- Written request -
Will you quote all of the entries, word for word?

--- START OF Material for this exercise ---

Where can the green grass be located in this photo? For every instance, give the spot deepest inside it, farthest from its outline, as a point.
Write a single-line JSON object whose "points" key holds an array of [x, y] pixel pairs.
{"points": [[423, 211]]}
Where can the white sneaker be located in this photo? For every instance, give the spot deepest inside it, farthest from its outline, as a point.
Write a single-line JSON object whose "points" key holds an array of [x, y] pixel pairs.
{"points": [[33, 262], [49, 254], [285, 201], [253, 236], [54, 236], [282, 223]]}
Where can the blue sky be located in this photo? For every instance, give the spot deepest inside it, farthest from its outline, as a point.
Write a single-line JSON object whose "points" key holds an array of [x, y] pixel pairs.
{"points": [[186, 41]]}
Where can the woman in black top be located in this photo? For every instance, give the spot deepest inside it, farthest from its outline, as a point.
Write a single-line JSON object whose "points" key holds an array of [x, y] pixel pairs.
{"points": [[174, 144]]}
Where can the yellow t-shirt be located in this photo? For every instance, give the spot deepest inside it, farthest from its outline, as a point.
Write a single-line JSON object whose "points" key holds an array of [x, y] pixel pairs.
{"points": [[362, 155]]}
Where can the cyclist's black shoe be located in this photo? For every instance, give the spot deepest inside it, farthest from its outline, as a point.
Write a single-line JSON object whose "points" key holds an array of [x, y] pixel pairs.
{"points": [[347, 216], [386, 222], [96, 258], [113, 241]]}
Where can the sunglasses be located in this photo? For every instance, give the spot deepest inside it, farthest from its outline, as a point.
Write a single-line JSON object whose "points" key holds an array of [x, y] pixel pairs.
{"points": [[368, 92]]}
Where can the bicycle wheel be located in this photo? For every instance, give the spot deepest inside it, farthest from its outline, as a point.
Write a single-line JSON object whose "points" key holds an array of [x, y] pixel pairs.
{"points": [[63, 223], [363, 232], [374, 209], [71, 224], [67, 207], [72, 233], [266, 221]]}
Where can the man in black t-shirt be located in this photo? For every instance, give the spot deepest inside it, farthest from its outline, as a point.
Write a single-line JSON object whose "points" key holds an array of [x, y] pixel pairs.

--- END OF Material for this exercise ---

- Answer to this task -
Where can the green grass be located in this photo? For every instance, give the spot deepest inside it, farthest from its outline, as a point.
Write a single-line JSON object whose "points" key holds an array of [x, y] pixel pairs.
{"points": [[423, 211]]}
Where can the white sneaker be located in this photo? For every instance, give the spot deepest inside it, farthest from its outline, as a point.
Write a single-line JSON object whose "points" key holds an array of [x, y] pixel pairs.
{"points": [[33, 262], [49, 254], [285, 201], [253, 236], [54, 236], [282, 223]]}
Where can the blue sky be located in this photo? For every instance, give the spot deepest inside it, farthest from its outline, as a point.
Write a single-line JSON object whose "points" key holds an array of [x, y] pixel pairs.
{"points": [[186, 41]]}
Where can the woman in black top be located in this photo? For every instance, give the spot deepest inside it, farthest from its outline, as a point.
Write a single-line JSON object whose "points" key holds an array of [x, y] pixel pairs.
{"points": [[174, 144]]}
Where can the yellow t-shirt be located in this photo? For every instance, give the spot deepest inside it, farthest from its outline, as a point.
Write a single-line JSON object whose "points" key holds an array of [x, y] pixel pairs.
{"points": [[362, 155]]}
Where can the cyclist's black shoe be located in this photo? For every instance, give the spot deepest inside it, farthest from its outline, as a point.
Write a single-line JSON object whose "points" key holds an array of [x, y] pixel pairs.
{"points": [[347, 216], [386, 222], [96, 258], [113, 241]]}
Where can the sunglasses be located in this photo? For every instance, give the spot deepest inside it, farthest from its outline, as a point.
Write a single-line JSON object whose "points" key holds an array of [x, y] pixel pairs.
{"points": [[368, 92]]}
Where can the bicycle wheel be located in this photo? For every instance, give the spot deepest inside it, farthest from its outline, as a point.
Write a single-line JSON object whose "points" key holds an array of [x, y] pixel pairs.
{"points": [[63, 223], [363, 232], [374, 209], [71, 224], [67, 207], [72, 233], [266, 221]]}
Where can the man in black t-shirt be located in this photo? For every instance, give the spot deepest inside it, farthest from its outline, as a point.
Write a single-line JSON object whose "points" key holds an array of [x, y] pixel pairs.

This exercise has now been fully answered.